Document passage ▸
———
# Would a bad credit rating in Ireland affect my rating in the UK, and vice-versa?



## infradig (13 Nov 2006)

I need to know if a bad credit rating in Ireland would affect my ability to borrow money in the UK.

I am a British national living and working in Ireland, but I have some debts here and have fallen behind with payments.

I am worried this could have an effect on my ability to borrow in the UK in the future.

Do credit rating agencies share information between Ireland and the UK? Does it only happen if it's a bank or building society which operates in both countries?

Thanks for your help...


----------



## Stevo2006 (13 Nov 2006)

No need to worry. There is no sharing of information between Ireland and the UK.


----------



## polo9n (13 Nov 2006)

I wouldn't agree a total denial on this.you got a 50% chance depending on the fiancial institution themselves and also the amount of ur borrowings.
the bank can ask for ur credential information if they are not satisfied from wat they have.again that depends on the financial institutions.
———
Problem to solve ▸ Write what comes next in the forum thread on whether a bad credit rating in Ireland affects borrowing in the UK, picking up after its final post. The rows that come next were drawn from a separate source.

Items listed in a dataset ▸
———
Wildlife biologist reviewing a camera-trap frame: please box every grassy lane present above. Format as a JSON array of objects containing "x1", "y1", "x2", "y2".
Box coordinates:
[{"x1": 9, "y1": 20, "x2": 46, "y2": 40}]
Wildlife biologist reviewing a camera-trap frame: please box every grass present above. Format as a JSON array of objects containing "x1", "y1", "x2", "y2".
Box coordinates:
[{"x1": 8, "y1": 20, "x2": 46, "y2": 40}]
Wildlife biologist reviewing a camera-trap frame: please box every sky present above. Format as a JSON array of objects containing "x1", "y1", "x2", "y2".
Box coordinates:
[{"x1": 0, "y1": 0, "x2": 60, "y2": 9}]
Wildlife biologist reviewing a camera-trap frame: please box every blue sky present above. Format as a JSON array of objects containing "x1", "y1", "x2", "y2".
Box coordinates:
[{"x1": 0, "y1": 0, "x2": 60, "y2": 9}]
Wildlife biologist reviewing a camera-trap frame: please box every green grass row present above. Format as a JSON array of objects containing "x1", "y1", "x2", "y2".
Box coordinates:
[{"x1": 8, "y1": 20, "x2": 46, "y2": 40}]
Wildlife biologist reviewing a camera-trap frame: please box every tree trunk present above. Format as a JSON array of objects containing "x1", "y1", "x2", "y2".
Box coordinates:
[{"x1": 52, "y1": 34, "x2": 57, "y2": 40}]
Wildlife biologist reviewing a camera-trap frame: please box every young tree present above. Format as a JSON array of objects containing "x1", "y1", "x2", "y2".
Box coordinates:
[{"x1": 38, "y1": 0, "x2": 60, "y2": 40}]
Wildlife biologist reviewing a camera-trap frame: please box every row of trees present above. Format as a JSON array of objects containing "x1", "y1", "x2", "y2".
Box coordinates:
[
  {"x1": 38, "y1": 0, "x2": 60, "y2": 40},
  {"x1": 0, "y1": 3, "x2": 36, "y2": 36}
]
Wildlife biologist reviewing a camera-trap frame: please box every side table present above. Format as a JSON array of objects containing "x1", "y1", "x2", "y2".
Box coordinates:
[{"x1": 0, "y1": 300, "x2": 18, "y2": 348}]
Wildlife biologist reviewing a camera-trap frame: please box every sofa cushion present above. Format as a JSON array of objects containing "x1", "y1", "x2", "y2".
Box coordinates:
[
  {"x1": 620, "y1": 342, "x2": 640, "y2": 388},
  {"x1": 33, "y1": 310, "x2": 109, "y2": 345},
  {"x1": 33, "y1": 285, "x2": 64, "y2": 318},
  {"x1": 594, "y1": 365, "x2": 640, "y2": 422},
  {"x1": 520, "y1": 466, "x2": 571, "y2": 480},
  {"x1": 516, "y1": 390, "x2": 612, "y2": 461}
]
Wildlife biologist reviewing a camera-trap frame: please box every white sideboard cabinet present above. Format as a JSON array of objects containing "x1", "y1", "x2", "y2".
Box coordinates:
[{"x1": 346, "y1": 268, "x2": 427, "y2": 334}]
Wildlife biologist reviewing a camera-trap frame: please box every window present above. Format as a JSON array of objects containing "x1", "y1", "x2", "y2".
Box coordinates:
———
Answer to the problem ▸
----------



## Meathman99 (24 Nov 2006)

What about Ireland - Australia?


----------



## Teapot (24 Nov 2006)

Barclays are in Ireland they have their insurance department is  based in Ireland and  Lombard bank and the irish banks are used each other for cashing cheques. So be sure they will find out somehow about bad credit ratings.


----------



## JP1234 (25 Nov 2006)

I work for a UK credit reference agency which has it's operations centre in Ireland,  I assure you there is absolutely no sharing of information between countries. However, it is not unusual for people to be asked to supply a copy of their credit file when emigrating, though that seems to apply mostly to America, Canada and Austrailia, but there is definitely no way the uk can access your Irish history or visa versa.


----------



## twv706 (5 May 2007)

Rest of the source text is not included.